#### [ASSIGNED TASK]
Exactly as they stand, give the records below again, with no images.

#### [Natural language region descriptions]
______

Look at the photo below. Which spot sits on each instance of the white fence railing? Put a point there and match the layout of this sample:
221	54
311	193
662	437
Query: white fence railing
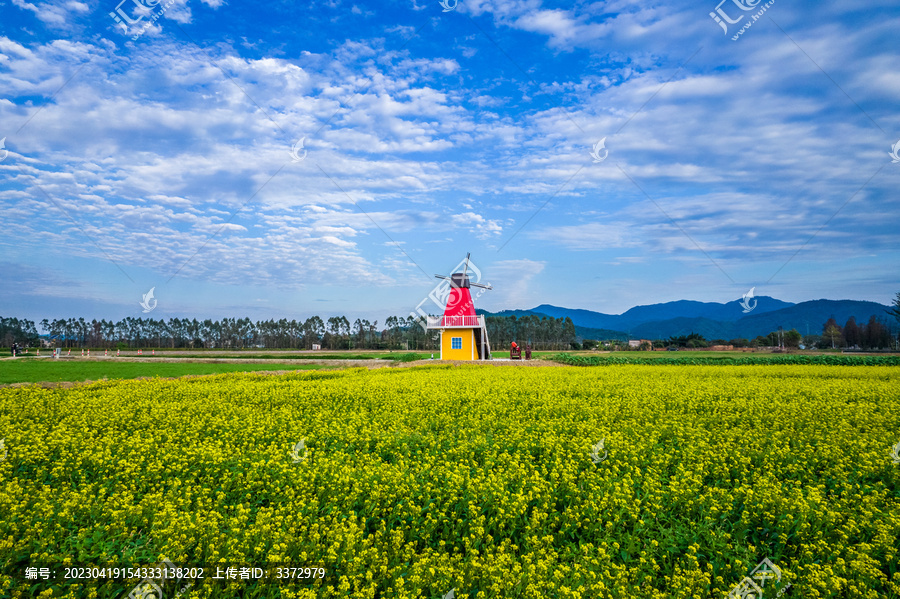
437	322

______

#### [RESULT FOR THIS EXERCISE]
Look at the photo below. Which spot sits on each instance of the white fence railing? Put a point there and match the layout of this sample:
221	54
311	193
662	437
Query: white fence railing
437	322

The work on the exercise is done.